It really depends on the area. On Ibiza the traditional style is flat roofed and that is how most houses built here are. Terracotta tiles are mostly used just for the verandas. I think you would really need to look around the area you build in to decide what would suit.
Plasterboard is hardly ever used. Even boxing in of pipes etc is not done with plasterboard here. I´ve never seen it used but I know it´s available and often expensive. 
New internal walls and boxing in where I am are usually terracotta ladrillos (hollow bricks).
The Spanish double glazing I have seen so far is of a pretty poor standard. I was on a site last year where the units did not have air vents and have read other people criticizing Spanish double glazing. It is also double the price of UK units (maybe cheaper on the mainland). It may be worthwhile getting it and some other materials from the UK
I have also noticed that although new buildings here have cavity walls, I have not seen cavity closers fitted.


----------



## Draughtsman

thanks 'T' & 'W.D.'

your comments are welcome, its all part of the process of getting to understand how things are done in spain. in response to warrans point about bringing certain materials across i would consider this, but only if it was difficult to source locally.

whilst searching around the net i picked up the following link which i thought was helpfull along with a bagfull of other sites.

Spain Calls Me - Spanish House Design


----------



## Pesky Wesky

I live in an ordinary house, about 20 years old, and I've noticed a couple of things.
There's no wood used in the construction, not in the beams, the floor... It's metal, cement and bricks.
I've never seen a house of this age where there's a loft. That space doesn't seem to get used. Probably does in older buildings
There are more security measures in general. Most houses around this area, I mean Madrid, have high walls, fences, gates. They all have blinds that come right down and some (by no means all) have bars over the windows.
Insulation is crap and highly synthetic. 
If you're interested in ecological building materials or builders I know a few, but not English speaking I think. It's something that's gaining ground slowly in Spain and could be an interesting direction to research


----------



## Pesky Wesky

Warren D said:


> It really depends on the area. On Plasterboard is hardly ever used. Even boxing in of pipes etc is not done with plasterboard here. I´ve never seen it used but I know it´s available and often expensive.
> .


Isn't plasterboard *Pladur*? If so, it's used quite a lot here for false ceilings, and I don't know what else. Shelving too, I think


----------



## Draughtsman

Pesky Wesky said:


> I live in an ordinary house, about 20 years old, and I've noticed a couple of things.
> There's no wood used in the construction, not in the beams, the floor... It's metal, cement and bricks.
> I've never seen a house of this age where there's a loft. That space doesn't seem to get used. Probably does in older buildings
> There are more security measures in general. Most houses around this area, I mean Madrid, have high walls, fences, gates. They all have blinds that come right down and some (by no means all) have bars over the windows.

◆ Exercise tasks:
[A] In the thread, turn the paragraph beginning "The Spanish double glazing I have seen so far" into a short bulleted list that keeps its main facts.
[B] Translate this sentence from the thread into Spanish: "Most houses around this area, I mean Madrid, have high walls, fences, gates."
[C] Write out the part of the thread starting with "It really depends on the area. On Ibiza" and going on through "what would suit.".
The rows after the thread are not needed for this work.

◆ Material shown:
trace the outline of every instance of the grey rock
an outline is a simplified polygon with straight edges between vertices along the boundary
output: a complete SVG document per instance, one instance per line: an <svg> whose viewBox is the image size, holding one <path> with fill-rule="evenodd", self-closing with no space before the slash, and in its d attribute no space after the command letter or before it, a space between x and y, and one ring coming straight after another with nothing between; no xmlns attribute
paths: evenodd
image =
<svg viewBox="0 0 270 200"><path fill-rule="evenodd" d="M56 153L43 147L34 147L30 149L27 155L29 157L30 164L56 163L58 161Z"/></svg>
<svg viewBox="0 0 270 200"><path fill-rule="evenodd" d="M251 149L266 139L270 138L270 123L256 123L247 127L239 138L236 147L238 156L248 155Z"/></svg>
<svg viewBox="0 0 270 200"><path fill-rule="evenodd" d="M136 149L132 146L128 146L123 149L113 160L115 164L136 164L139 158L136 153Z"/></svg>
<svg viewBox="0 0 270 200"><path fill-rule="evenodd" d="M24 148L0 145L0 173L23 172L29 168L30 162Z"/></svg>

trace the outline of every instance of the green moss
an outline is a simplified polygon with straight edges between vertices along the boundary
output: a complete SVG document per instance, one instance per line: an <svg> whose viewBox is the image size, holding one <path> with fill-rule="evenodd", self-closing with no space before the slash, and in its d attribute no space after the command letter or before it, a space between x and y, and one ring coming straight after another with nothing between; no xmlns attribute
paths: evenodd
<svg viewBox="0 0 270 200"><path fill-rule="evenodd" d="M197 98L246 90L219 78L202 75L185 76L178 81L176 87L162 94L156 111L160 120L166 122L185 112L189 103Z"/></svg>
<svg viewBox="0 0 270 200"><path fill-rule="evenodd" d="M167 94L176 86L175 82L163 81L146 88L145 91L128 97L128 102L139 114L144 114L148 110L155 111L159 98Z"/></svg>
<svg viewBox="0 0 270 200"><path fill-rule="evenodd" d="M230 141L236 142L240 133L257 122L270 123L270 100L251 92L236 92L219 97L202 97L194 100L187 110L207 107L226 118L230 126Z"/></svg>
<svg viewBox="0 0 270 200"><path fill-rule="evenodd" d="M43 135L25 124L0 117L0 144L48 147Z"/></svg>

◆ Answers below:
[A]
- The Spanish double glazing seen so far is of a pretty poor standard.
- On a site last year, the units had no air vents, and other people have also criticized Spanish double glazing.
- It costs double the price of UK units, though it may be cheaper on the mainland.
- Getting it and some other materials from the UK may be worthwhile.

[B] La mayoría de las casas de esta zona, me refiero a Madrid, tienen muros altos, vallas, portones.

[C]
It really depends on the area. On Ibiza the traditional style is flat roofed and that is how most houses built here are. Terracotta tiles are mostly used just for the verandas. I think you would really need to look around the area you build in to decide what would suit.